-------- Passage provided

Wellbeing garden opens to combat isolation

NORWICH — A new therapeutic garden designed to provide green space, structured social activity, and horticultural therapy to adults experiencing loneliness and mental health difficulties opened its gates on Monday in a former brownfield site on the eastern edge of the city, offering what its organisers describe as a low-barrier, non-clinical alternative to formal mental health services at a moment when waiting lists for NHS psychological therapies have reached record lengths. The Hawthorn Wellbeing Garden, developed through a partnership between a local housing association, a mental health charity, and the city council, will operate five days a week and is open to any adult referred by a GP, social worker, or community support worker.

The garden occupies just under two acres and includes raised vegetable beds, a sensory herb walk, a sheltered communal seating area, a small orchard planted with heritage apple varieties, and a polytunnel for year-round growing. Trained wellbeing coordinators will be on site during all opening hours to facilitate group activities including planting sessions, guided nature walks, creative craft workshops, and informal drop-in conversations. Attendance is entirely voluntary, there is no clinical assessment on arrival, and participants are not required to disclose diagnoses or engage with any specific programme structure.

“We know that loneliness and social isolation are driving significant demand on mental health services and on GPs, but the services available to people in that space often have high thresholds or long waits,” said Georgina Baxter, chief executive of the Meadowside Mental Health Trust, one of the founding partners. “The garden is about creating a place where people can simply be, in good company, outside, doing something with their hands. The evidence for that as an intervention is strong, and it does not require a diagnosis or a referral form 12 pages long.”

The project cost approximately £1.1 million to develop, funded through a combination of a government community spaces grant, charitable donations, and a contribution from the housing association on whose land the garden sits. Running costs of around £180,000 annually will be met through a mix of continued grant funding and a social prescribing contract with the local NHS integrated care board, which has agreed to fund referrals from primary care for an initial three-year period. Organisers said that arrangement was itself a model they hoped other areas would consider replicating.

Social prescribing — the practice of linking patients to non-clinical community activities and resources as a complement to or substitute for medical treatment — has expanded significantly across the NHS in recent years as evidence of its effectiveness for conditions such as mild to moderate depression, anxiety, and social isolation has grown. A 2024 evaluation of social prescribing pilot schemes published by the King’s Fund found that participants reported significant improvements in wellbeing, loneliness, and confidence after six months of engagement, with a corresponding reduction in GP visits.

----------------
-------- Dataset

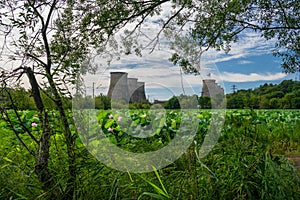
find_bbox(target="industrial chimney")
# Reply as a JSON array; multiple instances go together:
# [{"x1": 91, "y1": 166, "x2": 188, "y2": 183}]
[
  {"x1": 128, "y1": 78, "x2": 139, "y2": 103},
  {"x1": 137, "y1": 82, "x2": 147, "y2": 102},
  {"x1": 107, "y1": 72, "x2": 129, "y2": 102}
]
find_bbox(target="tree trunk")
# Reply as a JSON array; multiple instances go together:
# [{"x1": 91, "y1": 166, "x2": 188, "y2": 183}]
[
  {"x1": 25, "y1": 68, "x2": 60, "y2": 199},
  {"x1": 47, "y1": 73, "x2": 77, "y2": 199}
]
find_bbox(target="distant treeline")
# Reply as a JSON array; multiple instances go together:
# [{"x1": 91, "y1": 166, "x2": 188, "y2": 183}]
[
  {"x1": 226, "y1": 80, "x2": 300, "y2": 109},
  {"x1": 0, "y1": 80, "x2": 300, "y2": 110}
]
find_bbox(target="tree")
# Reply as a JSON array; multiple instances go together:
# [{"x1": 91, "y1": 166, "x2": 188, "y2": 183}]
[
  {"x1": 0, "y1": 0, "x2": 166, "y2": 199},
  {"x1": 162, "y1": 0, "x2": 300, "y2": 73}
]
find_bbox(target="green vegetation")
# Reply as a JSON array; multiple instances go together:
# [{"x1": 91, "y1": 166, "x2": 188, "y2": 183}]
[
  {"x1": 0, "y1": 110, "x2": 300, "y2": 199},
  {"x1": 226, "y1": 80, "x2": 300, "y2": 109}
]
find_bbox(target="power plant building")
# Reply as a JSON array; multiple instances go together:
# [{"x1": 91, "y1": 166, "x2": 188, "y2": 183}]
[
  {"x1": 201, "y1": 79, "x2": 224, "y2": 98},
  {"x1": 107, "y1": 72, "x2": 147, "y2": 103}
]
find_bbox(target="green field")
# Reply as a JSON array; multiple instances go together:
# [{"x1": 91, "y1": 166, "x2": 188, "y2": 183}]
[{"x1": 0, "y1": 110, "x2": 300, "y2": 199}]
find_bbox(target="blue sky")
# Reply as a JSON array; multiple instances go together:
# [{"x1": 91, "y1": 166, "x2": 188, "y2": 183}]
[
  {"x1": 80, "y1": 2, "x2": 295, "y2": 101},
  {"x1": 86, "y1": 32, "x2": 296, "y2": 101}
]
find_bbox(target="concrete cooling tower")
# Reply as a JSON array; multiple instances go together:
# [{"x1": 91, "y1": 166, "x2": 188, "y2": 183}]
[
  {"x1": 107, "y1": 72, "x2": 129, "y2": 102},
  {"x1": 202, "y1": 79, "x2": 224, "y2": 98},
  {"x1": 128, "y1": 78, "x2": 139, "y2": 103},
  {"x1": 136, "y1": 82, "x2": 147, "y2": 102},
  {"x1": 107, "y1": 72, "x2": 147, "y2": 103}
]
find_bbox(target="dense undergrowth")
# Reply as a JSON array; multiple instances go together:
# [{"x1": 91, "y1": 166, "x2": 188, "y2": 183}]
[{"x1": 0, "y1": 110, "x2": 300, "y2": 199}]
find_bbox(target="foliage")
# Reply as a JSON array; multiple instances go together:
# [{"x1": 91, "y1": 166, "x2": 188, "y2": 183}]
[
  {"x1": 165, "y1": 0, "x2": 300, "y2": 74},
  {"x1": 226, "y1": 80, "x2": 300, "y2": 109},
  {"x1": 0, "y1": 110, "x2": 300, "y2": 199}
]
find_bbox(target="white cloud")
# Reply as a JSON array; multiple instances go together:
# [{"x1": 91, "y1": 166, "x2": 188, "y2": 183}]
[
  {"x1": 238, "y1": 60, "x2": 254, "y2": 65},
  {"x1": 213, "y1": 72, "x2": 287, "y2": 82}
]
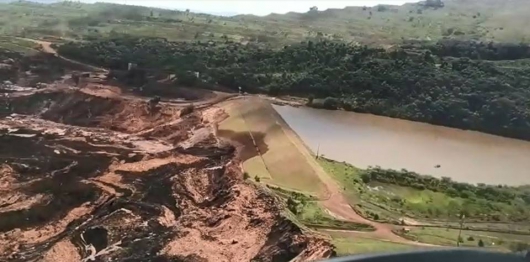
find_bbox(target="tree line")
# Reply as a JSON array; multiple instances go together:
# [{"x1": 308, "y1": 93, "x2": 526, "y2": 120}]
[
  {"x1": 59, "y1": 37, "x2": 530, "y2": 140},
  {"x1": 360, "y1": 167, "x2": 530, "y2": 222}
]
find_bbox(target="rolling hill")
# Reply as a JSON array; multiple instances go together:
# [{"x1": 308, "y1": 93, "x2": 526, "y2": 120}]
[{"x1": 0, "y1": 0, "x2": 530, "y2": 46}]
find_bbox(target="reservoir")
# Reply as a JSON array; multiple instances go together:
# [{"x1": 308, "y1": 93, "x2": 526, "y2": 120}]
[{"x1": 273, "y1": 105, "x2": 530, "y2": 185}]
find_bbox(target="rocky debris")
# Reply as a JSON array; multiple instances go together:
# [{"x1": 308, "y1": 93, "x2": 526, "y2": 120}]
[{"x1": 0, "y1": 80, "x2": 333, "y2": 261}]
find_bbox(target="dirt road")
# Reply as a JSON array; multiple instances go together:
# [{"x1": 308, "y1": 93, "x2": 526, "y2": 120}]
[
  {"x1": 277, "y1": 114, "x2": 427, "y2": 245},
  {"x1": 19, "y1": 37, "x2": 108, "y2": 72},
  {"x1": 17, "y1": 38, "x2": 434, "y2": 245}
]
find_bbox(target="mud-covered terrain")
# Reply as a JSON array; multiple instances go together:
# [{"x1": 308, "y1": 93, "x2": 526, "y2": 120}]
[{"x1": 0, "y1": 54, "x2": 334, "y2": 261}]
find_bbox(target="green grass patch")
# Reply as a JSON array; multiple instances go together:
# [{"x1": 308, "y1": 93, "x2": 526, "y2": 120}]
[
  {"x1": 268, "y1": 186, "x2": 374, "y2": 231},
  {"x1": 319, "y1": 159, "x2": 530, "y2": 227},
  {"x1": 400, "y1": 227, "x2": 530, "y2": 251},
  {"x1": 326, "y1": 231, "x2": 423, "y2": 256}
]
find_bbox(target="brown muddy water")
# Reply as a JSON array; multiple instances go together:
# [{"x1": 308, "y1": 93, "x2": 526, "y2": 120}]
[{"x1": 273, "y1": 105, "x2": 530, "y2": 185}]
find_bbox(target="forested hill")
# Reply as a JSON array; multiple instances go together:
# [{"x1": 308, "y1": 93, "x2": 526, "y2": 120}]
[
  {"x1": 0, "y1": 0, "x2": 530, "y2": 47},
  {"x1": 59, "y1": 38, "x2": 530, "y2": 140}
]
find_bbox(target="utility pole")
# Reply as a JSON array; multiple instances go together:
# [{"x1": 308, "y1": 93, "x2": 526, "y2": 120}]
[{"x1": 456, "y1": 213, "x2": 466, "y2": 247}]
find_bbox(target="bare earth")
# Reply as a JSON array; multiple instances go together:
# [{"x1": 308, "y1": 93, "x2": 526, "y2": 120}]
[{"x1": 0, "y1": 48, "x2": 334, "y2": 261}]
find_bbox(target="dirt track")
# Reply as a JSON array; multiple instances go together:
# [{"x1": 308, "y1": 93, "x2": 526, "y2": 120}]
[
  {"x1": 18, "y1": 39, "x2": 432, "y2": 245},
  {"x1": 0, "y1": 50, "x2": 333, "y2": 261}
]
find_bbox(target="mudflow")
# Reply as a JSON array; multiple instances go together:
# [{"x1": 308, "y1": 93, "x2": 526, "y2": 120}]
[{"x1": 0, "y1": 50, "x2": 334, "y2": 262}]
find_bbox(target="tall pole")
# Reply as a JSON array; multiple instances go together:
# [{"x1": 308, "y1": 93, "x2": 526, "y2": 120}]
[{"x1": 456, "y1": 214, "x2": 466, "y2": 247}]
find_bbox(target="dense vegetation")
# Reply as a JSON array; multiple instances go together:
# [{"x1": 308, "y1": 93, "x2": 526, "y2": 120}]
[
  {"x1": 360, "y1": 168, "x2": 530, "y2": 222},
  {"x1": 59, "y1": 38, "x2": 530, "y2": 140},
  {"x1": 319, "y1": 159, "x2": 530, "y2": 224},
  {"x1": 0, "y1": 0, "x2": 530, "y2": 46}
]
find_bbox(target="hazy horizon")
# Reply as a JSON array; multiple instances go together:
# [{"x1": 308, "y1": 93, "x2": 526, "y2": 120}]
[{"x1": 14, "y1": 0, "x2": 418, "y2": 16}]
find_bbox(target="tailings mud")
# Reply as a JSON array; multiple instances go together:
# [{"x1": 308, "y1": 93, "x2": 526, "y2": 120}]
[{"x1": 0, "y1": 54, "x2": 334, "y2": 261}]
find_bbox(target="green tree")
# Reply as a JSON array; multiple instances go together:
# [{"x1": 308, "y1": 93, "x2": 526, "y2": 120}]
[{"x1": 478, "y1": 239, "x2": 484, "y2": 247}]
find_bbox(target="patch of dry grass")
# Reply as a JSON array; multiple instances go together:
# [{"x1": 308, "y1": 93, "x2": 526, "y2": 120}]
[{"x1": 219, "y1": 98, "x2": 325, "y2": 196}]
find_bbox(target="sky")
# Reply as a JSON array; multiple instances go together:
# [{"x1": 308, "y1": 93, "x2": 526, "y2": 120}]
[{"x1": 82, "y1": 0, "x2": 418, "y2": 16}]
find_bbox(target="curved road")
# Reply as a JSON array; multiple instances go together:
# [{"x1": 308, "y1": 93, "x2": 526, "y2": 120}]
[{"x1": 27, "y1": 38, "x2": 434, "y2": 246}]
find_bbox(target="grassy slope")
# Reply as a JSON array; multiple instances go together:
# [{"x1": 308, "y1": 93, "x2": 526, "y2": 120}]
[
  {"x1": 319, "y1": 159, "x2": 530, "y2": 229},
  {"x1": 398, "y1": 228, "x2": 530, "y2": 251},
  {"x1": 219, "y1": 98, "x2": 325, "y2": 196},
  {"x1": 325, "y1": 231, "x2": 425, "y2": 256},
  {"x1": 270, "y1": 187, "x2": 374, "y2": 232},
  {"x1": 0, "y1": 0, "x2": 530, "y2": 44}
]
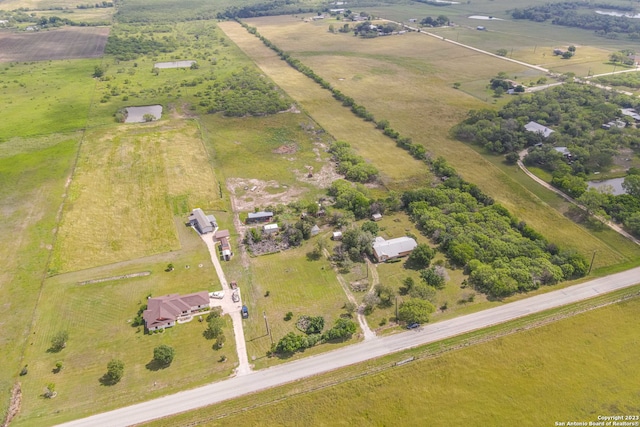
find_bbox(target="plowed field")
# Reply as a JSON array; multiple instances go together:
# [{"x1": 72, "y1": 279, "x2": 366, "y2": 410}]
[{"x1": 0, "y1": 27, "x2": 109, "y2": 62}]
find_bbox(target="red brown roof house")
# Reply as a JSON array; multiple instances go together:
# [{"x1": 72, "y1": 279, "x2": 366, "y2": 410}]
[{"x1": 142, "y1": 291, "x2": 211, "y2": 331}]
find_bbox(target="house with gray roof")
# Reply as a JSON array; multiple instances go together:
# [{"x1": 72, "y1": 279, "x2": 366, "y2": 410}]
[
  {"x1": 142, "y1": 291, "x2": 211, "y2": 331},
  {"x1": 189, "y1": 208, "x2": 218, "y2": 234},
  {"x1": 524, "y1": 121, "x2": 555, "y2": 138},
  {"x1": 247, "y1": 211, "x2": 273, "y2": 224},
  {"x1": 373, "y1": 236, "x2": 418, "y2": 262}
]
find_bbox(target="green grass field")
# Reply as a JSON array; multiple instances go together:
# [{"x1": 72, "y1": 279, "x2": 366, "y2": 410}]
[
  {"x1": 50, "y1": 121, "x2": 219, "y2": 273},
  {"x1": 240, "y1": 241, "x2": 353, "y2": 369},
  {"x1": 14, "y1": 237, "x2": 237, "y2": 425},
  {"x1": 236, "y1": 17, "x2": 639, "y2": 268},
  {"x1": 0, "y1": 134, "x2": 79, "y2": 422},
  {"x1": 0, "y1": 59, "x2": 100, "y2": 142},
  {"x1": 147, "y1": 298, "x2": 640, "y2": 426}
]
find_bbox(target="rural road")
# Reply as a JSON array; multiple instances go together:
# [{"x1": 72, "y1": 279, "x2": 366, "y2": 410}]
[{"x1": 56, "y1": 267, "x2": 640, "y2": 427}]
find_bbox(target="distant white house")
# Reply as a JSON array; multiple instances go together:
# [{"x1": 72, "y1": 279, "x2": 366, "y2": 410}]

----------------

▸ **Work to complete**:
a - Retype the part of the article on the Hawthorn Wellbeing Garden that begins at the words "NORWICH — A" and stops after the words "community support worker.".
b - In the article on the Hawthorn Wellbeing Garden, what are the garden's annual running costs?
c - Carry on the news story about the Hawthorn Wellbeing Garden from the point where it ends.

▸ **Your responses**:
a -
NORWICH — A new therapeutic garden designed to provide green space, structured social activity, and horticultural therapy to adults experiencing loneliness and mental health difficulties opened its gates on Monday in a former brownfield site on the eastern edge of the city, offering what its organisers describe as a low-barrier, non-clinical alternative to formal mental health services at a moment when waiting lists for NHS psychological therapies have reached record lengths. The Hawthorn Wellbeing Garden, developed through a partnership between a local housing association, a mental health charity, and the city council, will operate five days a week and is open to any adult referred by a GP, social worker, or community support worker.

b - Around £180,000 a year.

c -
Local residents who spoke at Monday’s opening expressed hope tempered by awareness of how much need exists in the surrounding area. Norwich East, where the garden is located, ranks among the most deprived wards in the county by multiple deprivation index measures, with above-average rates of both mental health referrals and long-term health conditions. Community workers noted that transport links to the site were limited and called on the council to consider a subsidised local bus route to improve access for residents who cannot walk the distance or who do not have private transport.

“It is beautiful, and I think it will genuinely help people who can get here,” said Nkechi Oduya, a community health navigator who works with isolated older adults in the neighbourhood. “But we have to be honest that for some of the people who need it most, getting here is itself a barrier. We need to think about that or we risk the people with the fewest resources being the ones who can’t access it.”

The garden’s coordinators said they were already in conversation with the council about transport and had partnered with a local community transport charity to offer a weekly minibus service for referred clients beginning next month. They also announced plans to establish two satellite growing spaces at sheltered housing sites in other parts of the city within the next 18 months, pending funding confirmation.

NHS England data released earlier this year showed that more than 1.7 million adults in England were waiting for talking therapies as of the end of 2025, with average waits in some areas exceeding 18 months for initial assessment. Against that backdrop, organisers of the Hawthorn garden said they saw no shortage of potential participants and expected to reach full operating capacity within weeks of opening.